Task details
Present the following data again exactly as it is shown.

Listed entries
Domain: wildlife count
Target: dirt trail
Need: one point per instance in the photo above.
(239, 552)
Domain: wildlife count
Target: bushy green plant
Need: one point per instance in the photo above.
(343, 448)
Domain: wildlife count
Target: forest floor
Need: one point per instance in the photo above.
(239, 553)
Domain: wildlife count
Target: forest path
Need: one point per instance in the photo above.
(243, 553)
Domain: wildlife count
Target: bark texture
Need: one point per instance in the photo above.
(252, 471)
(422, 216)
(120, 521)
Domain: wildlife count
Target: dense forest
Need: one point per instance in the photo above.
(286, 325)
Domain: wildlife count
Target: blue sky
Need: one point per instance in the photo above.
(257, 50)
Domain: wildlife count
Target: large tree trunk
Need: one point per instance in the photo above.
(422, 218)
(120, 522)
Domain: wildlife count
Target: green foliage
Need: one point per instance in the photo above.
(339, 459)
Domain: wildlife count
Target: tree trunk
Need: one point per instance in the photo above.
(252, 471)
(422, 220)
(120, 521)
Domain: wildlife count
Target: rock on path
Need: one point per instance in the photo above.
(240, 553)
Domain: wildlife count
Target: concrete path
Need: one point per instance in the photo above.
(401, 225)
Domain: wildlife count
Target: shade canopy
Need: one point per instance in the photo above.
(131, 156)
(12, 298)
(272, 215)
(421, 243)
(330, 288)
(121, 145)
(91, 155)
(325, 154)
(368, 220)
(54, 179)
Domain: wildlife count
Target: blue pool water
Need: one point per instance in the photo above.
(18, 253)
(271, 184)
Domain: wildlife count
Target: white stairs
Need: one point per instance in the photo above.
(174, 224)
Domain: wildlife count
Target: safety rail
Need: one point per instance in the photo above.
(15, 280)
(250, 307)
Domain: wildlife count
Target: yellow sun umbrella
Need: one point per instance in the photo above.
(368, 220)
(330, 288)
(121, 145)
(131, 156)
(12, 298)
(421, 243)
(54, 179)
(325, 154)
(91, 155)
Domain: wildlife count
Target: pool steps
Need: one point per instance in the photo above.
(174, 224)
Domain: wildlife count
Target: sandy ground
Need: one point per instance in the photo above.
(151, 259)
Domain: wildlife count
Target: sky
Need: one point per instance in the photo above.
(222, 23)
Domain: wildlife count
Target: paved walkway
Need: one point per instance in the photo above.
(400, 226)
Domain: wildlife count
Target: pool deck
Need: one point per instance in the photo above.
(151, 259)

Completed exercise
Domain: wildlife count
Target: dirt trail
Need: one point per instance in the photo above.
(239, 552)
Domain: wildlife count
Target: bushy green plant
Need: one point per instance in the photo above.
(343, 448)
Domain: wildlife count
Target: forest floor
Need: one point per instance in the photo above.
(239, 553)
Domain: wildlife count
Target: forest path
Need: one point per instance in the photo above.
(243, 553)
Domain: wildlife count
Target: bark texture
Need: one point per instance in the photo above.
(252, 471)
(422, 216)
(120, 521)
Domain: wildlife count
Target: dense forest
Need: one point per instance in the photo above.
(286, 325)
Domain: wildlife count
Target: blue sky
Need: one point per instance in the photo above.
(257, 50)
Domain: wildlife count
Target: large tree trunk
Need: one point per instance in the photo above.
(422, 218)
(120, 522)
Domain: wildlife count
Target: green foliage
Need: one point per instance in the photo above.
(339, 459)
Domain: wildlife count
Target: tree trunk
Need: one point per instance in the photo above.
(252, 471)
(422, 220)
(120, 521)
Domain: wildlife count
Target: rock on path
Need: one point per instance in the photo above.
(240, 553)
Domain: wildlife count
Target: concrete path
Need: one point per instance in the photo above.
(401, 225)
Domain: wildlife count
Target: shade canopy
Need: one point per instance in the photo above.
(131, 156)
(12, 298)
(272, 215)
(421, 243)
(330, 288)
(121, 145)
(91, 155)
(325, 154)
(368, 220)
(54, 179)
Domain: wildlife count
Target: blue pool water
Need: one point per instance in the photo above.
(18, 253)
(271, 184)
Domain: wildlife count
Target: white stairs
Need: one point per instance in the photo above.
(174, 224)
Domain: wildlife count
Target: safety rail
Need: one point per instance in the photo above.
(15, 280)
(250, 307)
Domain: wildlife count
Target: yellow sun umbrella
Need: one point per instance in the photo above.
(368, 220)
(330, 288)
(121, 145)
(131, 156)
(12, 298)
(421, 243)
(54, 179)
(325, 154)
(91, 155)
Domain: wildlife count
Target: pool steps
Need: one point per instance in the photo above.
(174, 224)
Domain: wildlife count
Target: sandy ground
Need: one point per instance in the photo above.
(151, 259)
Domain: wildlife count
Target: sky
Need: one point per instance in the photo above.
(222, 23)
Domain: wildlife count
Target: paved walkway
Need: one point per instance in the photo above.
(400, 226)
Domain: wildlife count
Target: pool deck
Need: one point per instance in the photo above.
(151, 259)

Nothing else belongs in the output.